=== EXCERPTED TEXT ===

Posted by Asia Frey | Aug 19, 2020 | The Reel World | 0 |

“I Used to Go Here” is a casual, awkward title for a casual, awkward little movie about an author who returns to her college to give some lectures and tries to come to terms with who she has become since graduating. Gillian Jacobs (“Community”) plays Kate, who has succeeded in publishing a novel that is not doing very well and in attending the baby shower for her best friend while facing the pain of her own canceled wedding. With her book tour canceled by her publisher, a request to return to her beloved alma mater is a very attractive offer.

Similar to the Elizabeth Olsen movie “Liberal Arts” and even “Old School,” this taps into the nostalgia many of us have for the singular delights of going to college. It’s not just the fun of being surrounded by so many people, parties and the more freewheeling delights of that age — it is the sense of potential you felt and were specifically nurturing during college. Kate is promoting the novel she dreamed of writing while in college, but the real experience is not all it’s cracked up to be. 

This movie works better on a micro level than at a broader view; the details are often excellent, like when Kate shows up for her reading wearing the same blazer she is wearing in her author photo to promote the event. It is perhaps appropriate it feels like a novel at times, intimate and personal. “I Used to Go Here” does not have a strong narrative drive; it is more a series of scenes.

=== EXTRACTED DATA ===

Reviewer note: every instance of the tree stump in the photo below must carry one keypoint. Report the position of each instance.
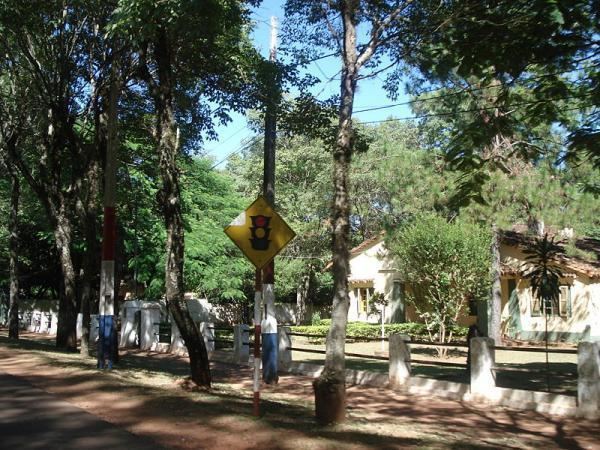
(330, 401)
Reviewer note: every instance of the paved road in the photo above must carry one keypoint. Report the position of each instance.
(34, 419)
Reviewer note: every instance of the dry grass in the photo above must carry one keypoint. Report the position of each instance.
(147, 394)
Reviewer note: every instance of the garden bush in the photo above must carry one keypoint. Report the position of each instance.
(358, 331)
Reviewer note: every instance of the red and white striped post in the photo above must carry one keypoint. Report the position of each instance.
(257, 320)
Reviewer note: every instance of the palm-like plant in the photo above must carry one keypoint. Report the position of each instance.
(542, 270)
(544, 275)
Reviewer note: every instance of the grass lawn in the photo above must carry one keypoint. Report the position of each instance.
(562, 377)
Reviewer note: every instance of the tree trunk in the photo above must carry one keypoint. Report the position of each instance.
(66, 336)
(330, 387)
(301, 297)
(90, 272)
(171, 207)
(495, 305)
(13, 227)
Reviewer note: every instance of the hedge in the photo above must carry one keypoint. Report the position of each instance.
(360, 330)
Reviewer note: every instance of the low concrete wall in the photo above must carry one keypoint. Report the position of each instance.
(482, 389)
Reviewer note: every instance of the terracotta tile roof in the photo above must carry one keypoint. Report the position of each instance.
(589, 268)
(364, 245)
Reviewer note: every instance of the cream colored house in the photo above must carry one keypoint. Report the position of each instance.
(577, 316)
(372, 272)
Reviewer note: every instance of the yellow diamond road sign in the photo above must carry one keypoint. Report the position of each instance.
(260, 232)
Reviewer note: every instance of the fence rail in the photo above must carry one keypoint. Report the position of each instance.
(569, 351)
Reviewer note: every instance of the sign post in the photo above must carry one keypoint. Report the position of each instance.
(260, 233)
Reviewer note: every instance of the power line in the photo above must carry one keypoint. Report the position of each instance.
(450, 113)
(450, 94)
(239, 150)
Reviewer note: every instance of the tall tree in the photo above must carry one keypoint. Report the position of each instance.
(335, 26)
(186, 50)
(49, 50)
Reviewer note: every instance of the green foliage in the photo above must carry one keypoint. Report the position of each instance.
(445, 265)
(358, 331)
(543, 271)
(214, 267)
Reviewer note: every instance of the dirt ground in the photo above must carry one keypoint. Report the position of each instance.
(147, 395)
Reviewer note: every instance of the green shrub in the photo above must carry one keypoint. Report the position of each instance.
(361, 331)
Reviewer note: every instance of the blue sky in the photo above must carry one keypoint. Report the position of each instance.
(369, 94)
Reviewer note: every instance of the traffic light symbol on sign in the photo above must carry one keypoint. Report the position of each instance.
(260, 232)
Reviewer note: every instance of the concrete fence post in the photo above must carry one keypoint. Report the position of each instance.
(241, 338)
(399, 351)
(177, 345)
(150, 320)
(483, 382)
(285, 347)
(588, 380)
(208, 333)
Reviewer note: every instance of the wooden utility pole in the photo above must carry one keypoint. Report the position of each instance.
(269, 323)
(106, 313)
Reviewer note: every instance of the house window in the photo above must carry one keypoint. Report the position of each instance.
(536, 308)
(398, 302)
(564, 301)
(472, 306)
(363, 295)
(562, 309)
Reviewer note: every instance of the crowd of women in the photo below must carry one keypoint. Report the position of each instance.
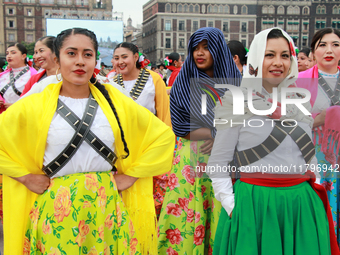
(114, 165)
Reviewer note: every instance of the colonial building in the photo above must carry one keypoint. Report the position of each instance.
(25, 20)
(168, 25)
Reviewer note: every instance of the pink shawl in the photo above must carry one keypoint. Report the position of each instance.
(330, 132)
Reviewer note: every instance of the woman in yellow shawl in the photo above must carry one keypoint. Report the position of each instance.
(79, 209)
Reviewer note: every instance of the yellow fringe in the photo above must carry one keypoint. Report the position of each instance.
(140, 206)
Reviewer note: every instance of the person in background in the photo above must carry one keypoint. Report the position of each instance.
(276, 207)
(190, 212)
(239, 54)
(103, 70)
(60, 203)
(174, 64)
(2, 64)
(147, 89)
(323, 81)
(45, 57)
(14, 79)
(303, 59)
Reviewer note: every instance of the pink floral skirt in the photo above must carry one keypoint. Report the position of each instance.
(80, 214)
(190, 212)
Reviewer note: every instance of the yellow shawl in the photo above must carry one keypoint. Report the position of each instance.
(24, 128)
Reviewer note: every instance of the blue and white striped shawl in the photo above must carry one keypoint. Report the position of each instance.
(185, 98)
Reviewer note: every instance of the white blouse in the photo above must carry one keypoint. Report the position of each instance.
(10, 96)
(86, 159)
(322, 101)
(147, 97)
(285, 159)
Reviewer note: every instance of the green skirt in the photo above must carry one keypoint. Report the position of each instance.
(80, 214)
(274, 221)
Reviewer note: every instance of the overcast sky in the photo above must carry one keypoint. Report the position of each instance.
(130, 8)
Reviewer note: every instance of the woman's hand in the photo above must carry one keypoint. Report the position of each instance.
(36, 183)
(206, 147)
(124, 181)
(320, 119)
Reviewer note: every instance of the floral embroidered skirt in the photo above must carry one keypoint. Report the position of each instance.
(190, 212)
(270, 220)
(329, 164)
(80, 214)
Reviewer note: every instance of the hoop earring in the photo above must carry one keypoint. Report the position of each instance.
(56, 75)
(95, 76)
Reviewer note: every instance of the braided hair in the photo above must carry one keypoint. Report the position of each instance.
(58, 44)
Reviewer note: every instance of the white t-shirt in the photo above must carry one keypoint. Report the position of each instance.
(86, 159)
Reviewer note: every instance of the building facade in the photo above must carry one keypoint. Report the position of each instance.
(25, 20)
(168, 25)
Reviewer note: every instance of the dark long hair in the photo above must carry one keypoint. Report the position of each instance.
(58, 44)
(48, 42)
(21, 48)
(131, 47)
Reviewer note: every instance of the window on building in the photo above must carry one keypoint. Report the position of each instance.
(225, 27)
(318, 10)
(290, 10)
(244, 27)
(305, 10)
(281, 10)
(304, 41)
(11, 37)
(215, 9)
(305, 26)
(29, 24)
(168, 43)
(195, 25)
(167, 25)
(181, 25)
(280, 24)
(318, 25)
(335, 10)
(167, 7)
(181, 43)
(29, 38)
(186, 8)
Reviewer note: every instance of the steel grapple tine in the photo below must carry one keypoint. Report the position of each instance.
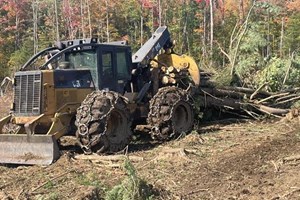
(28, 149)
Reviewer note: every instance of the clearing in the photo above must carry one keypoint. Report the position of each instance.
(232, 160)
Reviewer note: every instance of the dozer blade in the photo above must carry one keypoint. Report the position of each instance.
(28, 149)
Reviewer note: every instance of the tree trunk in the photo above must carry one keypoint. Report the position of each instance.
(56, 20)
(211, 30)
(107, 20)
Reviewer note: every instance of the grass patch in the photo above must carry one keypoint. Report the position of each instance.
(132, 187)
(89, 179)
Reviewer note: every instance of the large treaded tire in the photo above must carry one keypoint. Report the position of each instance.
(171, 113)
(103, 123)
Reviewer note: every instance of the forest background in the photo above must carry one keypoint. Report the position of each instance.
(243, 42)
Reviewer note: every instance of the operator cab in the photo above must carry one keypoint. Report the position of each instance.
(109, 63)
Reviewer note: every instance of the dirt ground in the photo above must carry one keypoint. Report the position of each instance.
(232, 160)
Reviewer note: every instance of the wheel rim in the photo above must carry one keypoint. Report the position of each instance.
(116, 126)
(182, 117)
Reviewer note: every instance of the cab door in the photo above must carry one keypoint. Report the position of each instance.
(115, 68)
(107, 69)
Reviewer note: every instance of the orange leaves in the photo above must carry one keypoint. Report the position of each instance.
(293, 5)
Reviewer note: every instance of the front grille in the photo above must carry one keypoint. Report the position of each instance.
(27, 93)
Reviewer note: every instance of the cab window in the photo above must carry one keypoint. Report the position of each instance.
(122, 67)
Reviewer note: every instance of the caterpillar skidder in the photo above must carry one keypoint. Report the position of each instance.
(96, 91)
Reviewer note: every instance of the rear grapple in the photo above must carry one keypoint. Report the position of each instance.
(103, 123)
(171, 113)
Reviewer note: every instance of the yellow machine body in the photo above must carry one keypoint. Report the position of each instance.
(35, 141)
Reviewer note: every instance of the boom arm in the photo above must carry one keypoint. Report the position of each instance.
(160, 39)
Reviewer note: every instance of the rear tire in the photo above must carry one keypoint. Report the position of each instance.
(171, 113)
(103, 123)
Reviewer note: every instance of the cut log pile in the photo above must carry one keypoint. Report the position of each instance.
(252, 102)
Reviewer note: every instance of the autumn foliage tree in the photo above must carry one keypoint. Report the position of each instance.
(220, 35)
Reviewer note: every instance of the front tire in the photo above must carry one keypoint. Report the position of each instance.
(103, 123)
(171, 113)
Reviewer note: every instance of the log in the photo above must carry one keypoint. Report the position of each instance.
(274, 111)
(291, 158)
(108, 158)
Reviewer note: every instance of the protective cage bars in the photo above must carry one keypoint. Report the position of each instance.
(27, 93)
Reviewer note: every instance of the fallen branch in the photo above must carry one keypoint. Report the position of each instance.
(291, 158)
(273, 111)
(96, 157)
(257, 91)
(52, 179)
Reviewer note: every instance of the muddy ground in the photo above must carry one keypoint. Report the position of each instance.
(232, 160)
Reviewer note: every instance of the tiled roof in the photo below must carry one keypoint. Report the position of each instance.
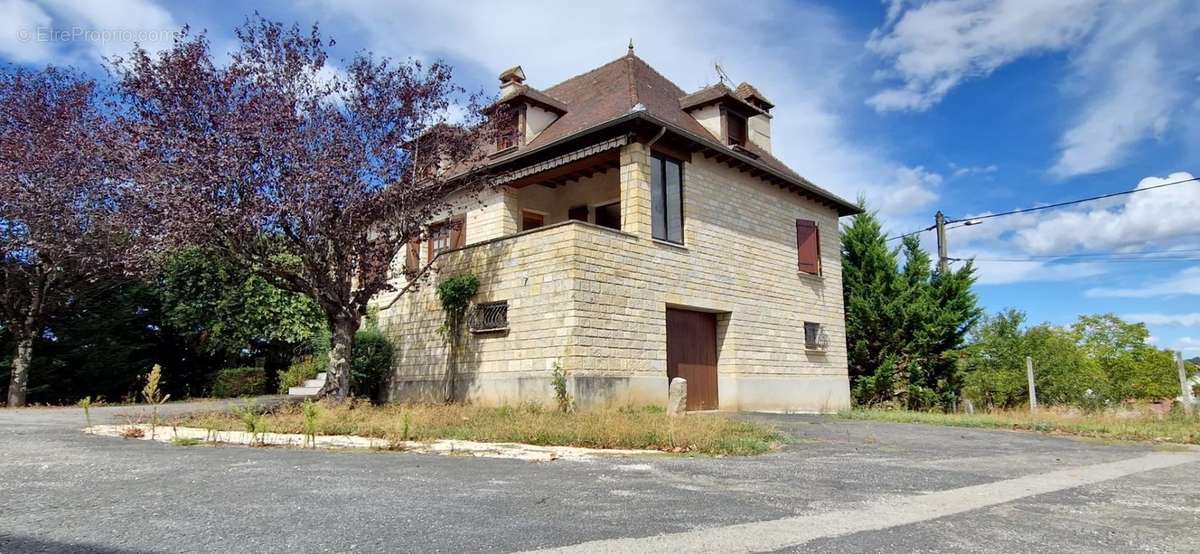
(745, 90)
(628, 84)
(537, 97)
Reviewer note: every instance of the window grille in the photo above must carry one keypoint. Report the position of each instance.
(490, 317)
(815, 337)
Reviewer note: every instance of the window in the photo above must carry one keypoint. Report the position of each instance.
(808, 246)
(532, 220)
(505, 139)
(814, 339)
(609, 215)
(489, 317)
(736, 128)
(577, 214)
(666, 198)
(448, 235)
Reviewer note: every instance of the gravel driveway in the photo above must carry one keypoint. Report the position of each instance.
(840, 486)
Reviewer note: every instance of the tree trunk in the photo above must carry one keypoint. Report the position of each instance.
(18, 383)
(337, 379)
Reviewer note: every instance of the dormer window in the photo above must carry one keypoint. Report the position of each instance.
(507, 137)
(735, 128)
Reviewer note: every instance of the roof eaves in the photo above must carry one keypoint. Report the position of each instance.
(845, 208)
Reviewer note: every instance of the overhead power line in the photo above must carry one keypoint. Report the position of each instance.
(965, 221)
(1049, 206)
(1095, 260)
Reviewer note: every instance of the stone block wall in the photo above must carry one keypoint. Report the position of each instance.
(595, 299)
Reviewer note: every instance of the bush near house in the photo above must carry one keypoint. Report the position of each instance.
(237, 381)
(299, 372)
(371, 363)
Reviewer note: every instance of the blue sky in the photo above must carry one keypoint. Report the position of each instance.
(966, 107)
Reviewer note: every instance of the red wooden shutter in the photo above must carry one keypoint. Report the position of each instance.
(808, 246)
(459, 233)
(413, 257)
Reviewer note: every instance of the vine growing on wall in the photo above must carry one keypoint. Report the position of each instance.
(455, 294)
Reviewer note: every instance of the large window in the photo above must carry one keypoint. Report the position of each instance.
(808, 246)
(666, 198)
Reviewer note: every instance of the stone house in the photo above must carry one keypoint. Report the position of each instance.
(640, 233)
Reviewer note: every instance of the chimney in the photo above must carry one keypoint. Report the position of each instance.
(511, 80)
(760, 124)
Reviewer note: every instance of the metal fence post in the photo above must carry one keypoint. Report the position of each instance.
(1185, 386)
(1033, 389)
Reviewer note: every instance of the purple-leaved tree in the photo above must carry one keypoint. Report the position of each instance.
(57, 203)
(313, 178)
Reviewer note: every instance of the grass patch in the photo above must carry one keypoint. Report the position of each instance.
(1137, 426)
(646, 428)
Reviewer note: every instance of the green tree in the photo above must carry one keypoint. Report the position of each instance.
(228, 309)
(994, 365)
(904, 323)
(1134, 368)
(871, 289)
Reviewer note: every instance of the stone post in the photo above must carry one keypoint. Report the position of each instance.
(677, 396)
(635, 190)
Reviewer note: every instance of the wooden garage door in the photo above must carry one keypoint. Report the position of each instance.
(691, 354)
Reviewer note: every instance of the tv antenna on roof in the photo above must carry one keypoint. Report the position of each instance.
(721, 76)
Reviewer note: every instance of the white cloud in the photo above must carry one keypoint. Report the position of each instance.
(1128, 72)
(112, 26)
(798, 55)
(1173, 319)
(1039, 246)
(936, 46)
(1132, 78)
(965, 170)
(61, 31)
(1187, 344)
(1186, 282)
(1007, 272)
(19, 23)
(1144, 218)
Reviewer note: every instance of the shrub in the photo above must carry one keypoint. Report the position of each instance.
(299, 372)
(237, 381)
(371, 363)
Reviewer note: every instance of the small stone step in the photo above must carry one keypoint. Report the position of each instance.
(304, 390)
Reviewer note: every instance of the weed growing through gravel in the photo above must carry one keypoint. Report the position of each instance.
(252, 421)
(85, 403)
(311, 411)
(647, 428)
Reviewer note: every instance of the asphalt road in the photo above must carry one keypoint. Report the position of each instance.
(839, 487)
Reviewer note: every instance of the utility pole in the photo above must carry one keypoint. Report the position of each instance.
(1185, 386)
(1033, 389)
(943, 259)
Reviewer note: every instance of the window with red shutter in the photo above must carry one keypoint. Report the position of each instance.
(413, 258)
(808, 246)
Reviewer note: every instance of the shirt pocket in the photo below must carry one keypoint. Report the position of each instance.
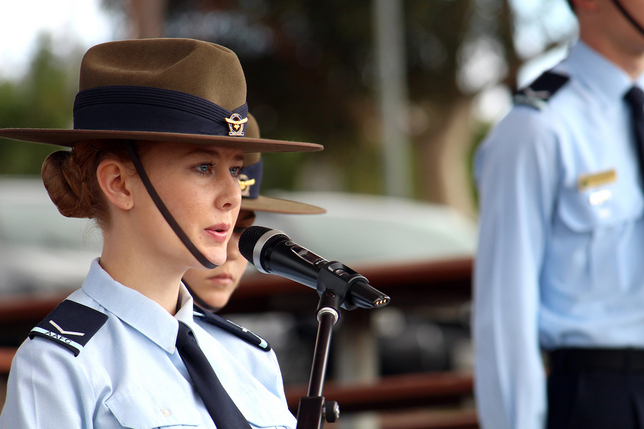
(268, 412)
(598, 221)
(140, 408)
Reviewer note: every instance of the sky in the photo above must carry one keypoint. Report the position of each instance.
(70, 22)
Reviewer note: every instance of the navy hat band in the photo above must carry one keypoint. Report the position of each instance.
(141, 108)
(250, 180)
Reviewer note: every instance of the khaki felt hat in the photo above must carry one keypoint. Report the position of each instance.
(178, 90)
(250, 181)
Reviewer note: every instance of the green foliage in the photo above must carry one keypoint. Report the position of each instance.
(41, 99)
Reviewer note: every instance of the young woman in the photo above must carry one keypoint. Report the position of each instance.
(211, 289)
(157, 147)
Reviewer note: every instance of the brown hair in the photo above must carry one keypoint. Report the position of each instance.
(70, 178)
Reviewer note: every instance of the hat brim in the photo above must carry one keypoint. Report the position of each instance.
(278, 205)
(63, 137)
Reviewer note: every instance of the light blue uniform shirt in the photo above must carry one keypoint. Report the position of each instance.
(558, 264)
(130, 374)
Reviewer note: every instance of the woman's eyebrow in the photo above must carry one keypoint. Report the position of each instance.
(210, 152)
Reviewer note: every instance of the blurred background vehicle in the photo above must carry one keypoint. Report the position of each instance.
(41, 251)
(370, 229)
(366, 231)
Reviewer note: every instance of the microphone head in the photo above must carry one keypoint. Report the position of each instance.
(255, 239)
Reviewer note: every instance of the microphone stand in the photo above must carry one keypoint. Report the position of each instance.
(334, 283)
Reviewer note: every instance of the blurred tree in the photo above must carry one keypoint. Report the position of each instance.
(41, 99)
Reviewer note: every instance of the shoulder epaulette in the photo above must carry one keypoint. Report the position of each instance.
(539, 92)
(232, 327)
(71, 325)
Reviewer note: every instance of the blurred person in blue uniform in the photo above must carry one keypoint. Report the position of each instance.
(211, 289)
(156, 151)
(559, 265)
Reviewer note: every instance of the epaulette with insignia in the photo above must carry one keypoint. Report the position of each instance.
(232, 327)
(71, 325)
(539, 92)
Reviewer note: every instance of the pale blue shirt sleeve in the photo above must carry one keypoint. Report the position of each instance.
(516, 173)
(43, 401)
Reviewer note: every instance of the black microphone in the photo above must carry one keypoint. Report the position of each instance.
(271, 251)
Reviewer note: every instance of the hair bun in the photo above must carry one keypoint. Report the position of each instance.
(65, 183)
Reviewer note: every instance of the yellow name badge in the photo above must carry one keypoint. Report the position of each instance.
(588, 181)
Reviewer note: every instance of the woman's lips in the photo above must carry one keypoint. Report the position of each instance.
(218, 232)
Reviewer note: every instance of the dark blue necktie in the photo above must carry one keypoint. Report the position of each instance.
(221, 407)
(635, 97)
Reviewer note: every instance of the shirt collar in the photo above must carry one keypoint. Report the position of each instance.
(137, 310)
(597, 73)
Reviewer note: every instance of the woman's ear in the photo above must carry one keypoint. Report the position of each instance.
(116, 183)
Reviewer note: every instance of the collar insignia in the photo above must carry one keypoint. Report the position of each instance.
(245, 184)
(236, 125)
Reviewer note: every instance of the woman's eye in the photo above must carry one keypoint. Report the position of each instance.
(205, 169)
(234, 171)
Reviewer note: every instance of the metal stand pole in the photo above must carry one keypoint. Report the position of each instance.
(312, 409)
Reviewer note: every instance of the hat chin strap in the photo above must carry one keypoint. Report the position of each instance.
(129, 145)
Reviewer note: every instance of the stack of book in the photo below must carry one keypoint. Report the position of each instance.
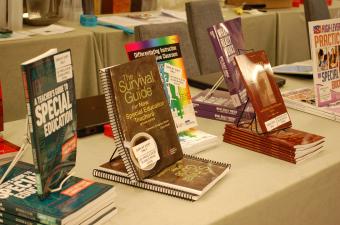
(288, 144)
(80, 201)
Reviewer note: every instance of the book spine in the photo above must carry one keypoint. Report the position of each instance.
(115, 125)
(223, 61)
(215, 116)
(26, 83)
(144, 185)
(27, 214)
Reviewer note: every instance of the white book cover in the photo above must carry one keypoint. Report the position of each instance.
(325, 47)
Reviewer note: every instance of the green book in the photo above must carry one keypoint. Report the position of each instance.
(50, 98)
(189, 178)
(78, 201)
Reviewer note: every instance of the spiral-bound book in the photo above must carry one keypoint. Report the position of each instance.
(189, 178)
(140, 118)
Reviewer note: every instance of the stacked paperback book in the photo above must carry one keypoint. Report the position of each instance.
(7, 151)
(288, 144)
(80, 201)
(303, 99)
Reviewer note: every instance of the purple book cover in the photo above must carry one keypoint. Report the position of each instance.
(227, 39)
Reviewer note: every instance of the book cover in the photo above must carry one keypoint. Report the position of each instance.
(325, 48)
(188, 178)
(263, 93)
(173, 75)
(79, 199)
(51, 109)
(140, 117)
(303, 99)
(227, 40)
(221, 103)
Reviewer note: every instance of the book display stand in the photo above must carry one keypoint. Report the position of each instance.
(26, 142)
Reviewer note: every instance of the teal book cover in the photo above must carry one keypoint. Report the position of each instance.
(173, 75)
(78, 197)
(51, 108)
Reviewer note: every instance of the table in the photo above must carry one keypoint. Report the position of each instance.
(259, 190)
(85, 59)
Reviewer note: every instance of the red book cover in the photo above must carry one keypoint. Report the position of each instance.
(1, 111)
(264, 94)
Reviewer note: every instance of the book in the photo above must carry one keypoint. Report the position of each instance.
(325, 58)
(79, 199)
(227, 40)
(51, 109)
(263, 93)
(140, 117)
(189, 178)
(173, 75)
(303, 99)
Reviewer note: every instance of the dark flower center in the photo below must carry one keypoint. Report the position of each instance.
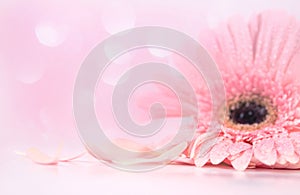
(248, 113)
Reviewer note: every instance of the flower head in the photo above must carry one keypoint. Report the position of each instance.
(259, 62)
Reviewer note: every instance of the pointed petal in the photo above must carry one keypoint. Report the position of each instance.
(265, 152)
(242, 162)
(201, 161)
(286, 150)
(238, 147)
(219, 152)
(295, 137)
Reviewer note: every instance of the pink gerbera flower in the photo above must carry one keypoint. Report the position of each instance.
(258, 61)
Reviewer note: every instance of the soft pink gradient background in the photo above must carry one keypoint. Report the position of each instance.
(42, 44)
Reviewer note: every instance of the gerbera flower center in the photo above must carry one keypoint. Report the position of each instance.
(250, 113)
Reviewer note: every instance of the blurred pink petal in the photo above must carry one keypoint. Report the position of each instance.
(242, 162)
(219, 152)
(265, 152)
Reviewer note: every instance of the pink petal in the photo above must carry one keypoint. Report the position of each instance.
(202, 160)
(265, 152)
(219, 152)
(238, 147)
(295, 137)
(285, 150)
(242, 162)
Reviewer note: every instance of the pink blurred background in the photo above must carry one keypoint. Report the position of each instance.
(43, 43)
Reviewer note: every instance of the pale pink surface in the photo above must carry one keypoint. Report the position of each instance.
(42, 46)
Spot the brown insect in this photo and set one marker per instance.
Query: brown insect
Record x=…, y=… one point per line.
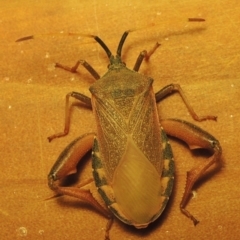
x=132, y=160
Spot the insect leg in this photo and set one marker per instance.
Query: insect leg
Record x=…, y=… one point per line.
x=196, y=138
x=146, y=55
x=68, y=106
x=74, y=68
x=66, y=165
x=169, y=89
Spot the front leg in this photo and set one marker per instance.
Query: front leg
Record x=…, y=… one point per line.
x=196, y=138
x=79, y=96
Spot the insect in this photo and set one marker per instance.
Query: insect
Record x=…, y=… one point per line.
x=132, y=160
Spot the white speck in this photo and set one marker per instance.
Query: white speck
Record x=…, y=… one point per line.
x=51, y=67
x=47, y=55
x=22, y=232
x=194, y=193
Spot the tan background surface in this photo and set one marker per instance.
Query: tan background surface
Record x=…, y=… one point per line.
x=32, y=93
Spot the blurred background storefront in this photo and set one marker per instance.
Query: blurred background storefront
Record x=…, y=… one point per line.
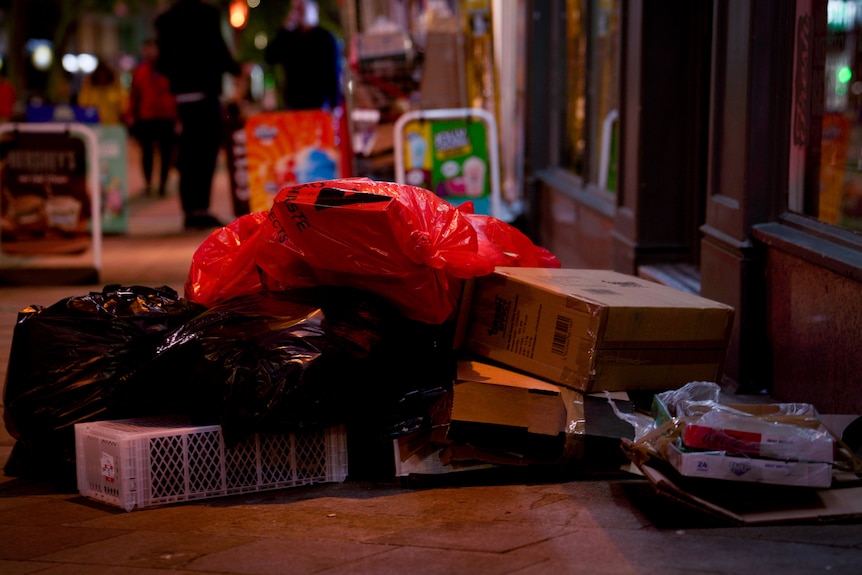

===

SHORT TASK> Copy the passage of the film review starting at "Similar to the" and ending at "series of scenes.". The rows have no role here.

EXERCISE RESULT>
Similar to the Elizabeth Olsen movie “Liberal Arts” and even “Old School,” this taps into the nostalgia many of us have for the singular delights of going to college. It’s not just the fun of being surrounded by so many people, parties and the more freewheeling delights of that age — it is the sense of potential you felt and were specifically nurturing during college. Kate is promoting the novel she dreamed of writing while in college, but the real experience is not all it’s cracked up to be. 

This movie works better on a micro level than at a broader view; the details are often excellent, like when Kate shows up for her reading wearing the same blazer she is wearing in her author photo to promote the event. It is perhaps appropriate it feels like a novel at times, intimate and personal. “I Used to Go Here” does not have a strong narrative drive; it is more a series of scenes.